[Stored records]
------------------------------------------------

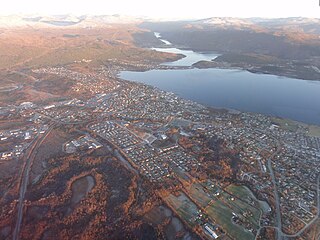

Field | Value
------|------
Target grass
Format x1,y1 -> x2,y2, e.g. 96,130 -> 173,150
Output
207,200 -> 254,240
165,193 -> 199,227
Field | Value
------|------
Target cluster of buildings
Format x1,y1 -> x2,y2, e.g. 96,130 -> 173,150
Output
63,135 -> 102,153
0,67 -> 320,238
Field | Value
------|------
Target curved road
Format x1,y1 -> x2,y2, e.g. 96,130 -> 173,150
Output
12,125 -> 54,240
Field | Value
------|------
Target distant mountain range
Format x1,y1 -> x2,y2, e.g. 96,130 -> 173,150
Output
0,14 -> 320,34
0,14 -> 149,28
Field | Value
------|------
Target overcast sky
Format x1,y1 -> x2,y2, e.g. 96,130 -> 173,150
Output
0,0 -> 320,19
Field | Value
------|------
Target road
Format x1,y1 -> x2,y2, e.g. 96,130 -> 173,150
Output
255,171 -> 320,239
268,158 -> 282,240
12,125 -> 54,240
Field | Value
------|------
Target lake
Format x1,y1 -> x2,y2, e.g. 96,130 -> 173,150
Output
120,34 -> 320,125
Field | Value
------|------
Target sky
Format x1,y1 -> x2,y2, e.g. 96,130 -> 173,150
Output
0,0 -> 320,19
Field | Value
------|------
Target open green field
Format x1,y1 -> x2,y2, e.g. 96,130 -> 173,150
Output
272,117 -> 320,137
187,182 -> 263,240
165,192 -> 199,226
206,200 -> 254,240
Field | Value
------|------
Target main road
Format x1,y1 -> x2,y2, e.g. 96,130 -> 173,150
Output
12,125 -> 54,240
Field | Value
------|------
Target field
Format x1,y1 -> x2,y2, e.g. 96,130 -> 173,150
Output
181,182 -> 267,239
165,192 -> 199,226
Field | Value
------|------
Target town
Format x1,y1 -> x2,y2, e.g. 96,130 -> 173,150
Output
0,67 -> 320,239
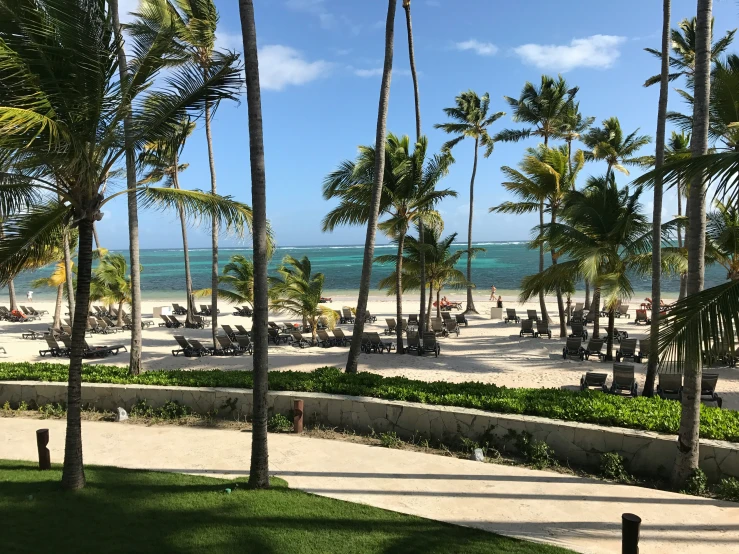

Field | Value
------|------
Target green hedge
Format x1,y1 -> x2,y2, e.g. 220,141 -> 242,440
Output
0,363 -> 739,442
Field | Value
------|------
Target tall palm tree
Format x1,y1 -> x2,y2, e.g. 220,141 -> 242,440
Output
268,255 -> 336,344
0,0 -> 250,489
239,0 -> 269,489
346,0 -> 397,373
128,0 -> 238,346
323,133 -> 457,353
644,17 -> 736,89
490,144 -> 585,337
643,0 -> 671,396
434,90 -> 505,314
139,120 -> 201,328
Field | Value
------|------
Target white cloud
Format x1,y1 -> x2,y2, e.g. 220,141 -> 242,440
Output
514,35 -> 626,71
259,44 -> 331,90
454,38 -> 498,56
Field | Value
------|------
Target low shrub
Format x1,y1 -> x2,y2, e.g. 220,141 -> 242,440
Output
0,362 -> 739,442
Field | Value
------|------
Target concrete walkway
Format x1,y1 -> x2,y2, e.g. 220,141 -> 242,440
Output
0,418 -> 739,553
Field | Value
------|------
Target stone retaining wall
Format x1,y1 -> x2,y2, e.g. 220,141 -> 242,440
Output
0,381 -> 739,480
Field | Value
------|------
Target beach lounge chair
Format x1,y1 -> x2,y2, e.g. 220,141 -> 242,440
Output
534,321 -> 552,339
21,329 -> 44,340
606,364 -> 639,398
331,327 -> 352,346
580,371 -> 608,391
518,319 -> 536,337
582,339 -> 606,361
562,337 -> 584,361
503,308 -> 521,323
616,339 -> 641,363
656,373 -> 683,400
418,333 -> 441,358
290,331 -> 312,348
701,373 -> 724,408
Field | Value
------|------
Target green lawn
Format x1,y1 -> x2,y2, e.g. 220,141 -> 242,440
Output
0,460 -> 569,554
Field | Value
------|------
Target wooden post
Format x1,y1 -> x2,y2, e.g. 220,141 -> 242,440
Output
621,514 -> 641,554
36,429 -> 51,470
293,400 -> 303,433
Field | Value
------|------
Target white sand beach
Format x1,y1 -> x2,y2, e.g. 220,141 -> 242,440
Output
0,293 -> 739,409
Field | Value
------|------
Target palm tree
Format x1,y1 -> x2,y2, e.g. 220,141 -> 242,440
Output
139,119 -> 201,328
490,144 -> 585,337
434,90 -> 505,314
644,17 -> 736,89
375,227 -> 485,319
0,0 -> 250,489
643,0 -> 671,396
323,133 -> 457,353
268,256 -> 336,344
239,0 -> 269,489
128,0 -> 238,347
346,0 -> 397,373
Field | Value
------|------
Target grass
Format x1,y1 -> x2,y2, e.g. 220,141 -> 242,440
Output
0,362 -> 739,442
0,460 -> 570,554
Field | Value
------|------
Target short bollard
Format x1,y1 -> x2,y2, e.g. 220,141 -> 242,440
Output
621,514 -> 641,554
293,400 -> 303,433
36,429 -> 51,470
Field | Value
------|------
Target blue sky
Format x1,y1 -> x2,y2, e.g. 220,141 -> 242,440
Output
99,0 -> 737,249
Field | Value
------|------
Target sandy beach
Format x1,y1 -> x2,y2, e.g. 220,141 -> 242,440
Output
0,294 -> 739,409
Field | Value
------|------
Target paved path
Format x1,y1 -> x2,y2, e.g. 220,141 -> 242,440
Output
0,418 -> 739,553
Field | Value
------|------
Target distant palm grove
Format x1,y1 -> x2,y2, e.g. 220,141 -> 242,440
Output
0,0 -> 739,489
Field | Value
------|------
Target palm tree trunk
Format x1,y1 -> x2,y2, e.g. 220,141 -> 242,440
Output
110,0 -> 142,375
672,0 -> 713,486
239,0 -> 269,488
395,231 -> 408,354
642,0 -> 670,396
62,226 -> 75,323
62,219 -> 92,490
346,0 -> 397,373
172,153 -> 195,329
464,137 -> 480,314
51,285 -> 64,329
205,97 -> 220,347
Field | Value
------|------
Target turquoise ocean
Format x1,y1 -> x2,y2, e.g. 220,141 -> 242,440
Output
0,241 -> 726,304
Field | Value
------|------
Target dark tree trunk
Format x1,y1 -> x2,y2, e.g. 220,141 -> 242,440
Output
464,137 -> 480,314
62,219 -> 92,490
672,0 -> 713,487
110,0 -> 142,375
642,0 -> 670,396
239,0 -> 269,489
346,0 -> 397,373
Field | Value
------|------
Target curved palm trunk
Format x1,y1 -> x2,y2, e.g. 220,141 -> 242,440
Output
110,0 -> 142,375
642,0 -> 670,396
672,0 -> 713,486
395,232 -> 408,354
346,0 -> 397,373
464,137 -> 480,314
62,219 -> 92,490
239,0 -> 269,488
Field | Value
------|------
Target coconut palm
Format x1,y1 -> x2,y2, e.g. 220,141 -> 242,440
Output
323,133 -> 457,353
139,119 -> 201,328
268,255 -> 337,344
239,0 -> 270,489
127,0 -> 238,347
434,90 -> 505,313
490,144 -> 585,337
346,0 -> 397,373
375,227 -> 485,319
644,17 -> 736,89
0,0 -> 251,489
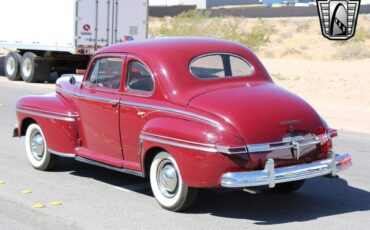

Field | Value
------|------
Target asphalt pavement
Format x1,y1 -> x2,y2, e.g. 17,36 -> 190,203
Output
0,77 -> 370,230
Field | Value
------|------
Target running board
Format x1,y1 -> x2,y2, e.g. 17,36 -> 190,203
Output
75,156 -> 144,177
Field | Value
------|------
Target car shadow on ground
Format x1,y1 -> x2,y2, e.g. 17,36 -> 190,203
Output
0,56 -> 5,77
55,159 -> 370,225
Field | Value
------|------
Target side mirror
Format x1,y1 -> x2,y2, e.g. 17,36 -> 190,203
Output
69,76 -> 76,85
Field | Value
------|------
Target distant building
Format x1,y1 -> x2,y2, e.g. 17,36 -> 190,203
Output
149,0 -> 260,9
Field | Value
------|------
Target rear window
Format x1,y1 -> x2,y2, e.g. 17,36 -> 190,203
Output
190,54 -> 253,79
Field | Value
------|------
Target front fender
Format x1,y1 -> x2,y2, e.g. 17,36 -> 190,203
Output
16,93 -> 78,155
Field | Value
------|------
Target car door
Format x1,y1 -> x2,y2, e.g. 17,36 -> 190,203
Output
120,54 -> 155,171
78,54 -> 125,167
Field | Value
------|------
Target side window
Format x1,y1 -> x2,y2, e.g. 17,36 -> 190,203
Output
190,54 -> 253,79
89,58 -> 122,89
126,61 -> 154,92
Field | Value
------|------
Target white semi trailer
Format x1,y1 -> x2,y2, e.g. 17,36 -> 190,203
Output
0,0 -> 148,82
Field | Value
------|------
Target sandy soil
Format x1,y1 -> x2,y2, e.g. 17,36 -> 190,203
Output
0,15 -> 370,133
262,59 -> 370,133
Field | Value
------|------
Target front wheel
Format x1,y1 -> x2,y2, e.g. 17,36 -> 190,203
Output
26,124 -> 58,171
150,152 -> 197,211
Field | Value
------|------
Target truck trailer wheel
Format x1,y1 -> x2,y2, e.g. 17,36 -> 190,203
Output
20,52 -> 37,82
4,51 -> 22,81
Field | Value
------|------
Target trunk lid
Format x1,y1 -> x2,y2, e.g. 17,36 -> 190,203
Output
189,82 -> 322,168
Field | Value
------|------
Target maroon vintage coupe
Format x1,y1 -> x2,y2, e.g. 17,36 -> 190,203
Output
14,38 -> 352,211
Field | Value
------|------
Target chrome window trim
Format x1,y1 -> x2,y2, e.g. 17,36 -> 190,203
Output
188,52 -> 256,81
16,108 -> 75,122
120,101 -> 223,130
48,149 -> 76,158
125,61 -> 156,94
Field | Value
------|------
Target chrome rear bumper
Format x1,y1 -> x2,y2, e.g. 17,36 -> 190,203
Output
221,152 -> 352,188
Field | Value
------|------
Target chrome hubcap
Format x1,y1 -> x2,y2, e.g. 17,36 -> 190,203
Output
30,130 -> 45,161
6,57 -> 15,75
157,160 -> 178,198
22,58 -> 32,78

------------------------------------------------

▸ Written instruction: Report how many lines of the stored records contain the word "distant". Give only the number.

▸ Result of this exercise: 3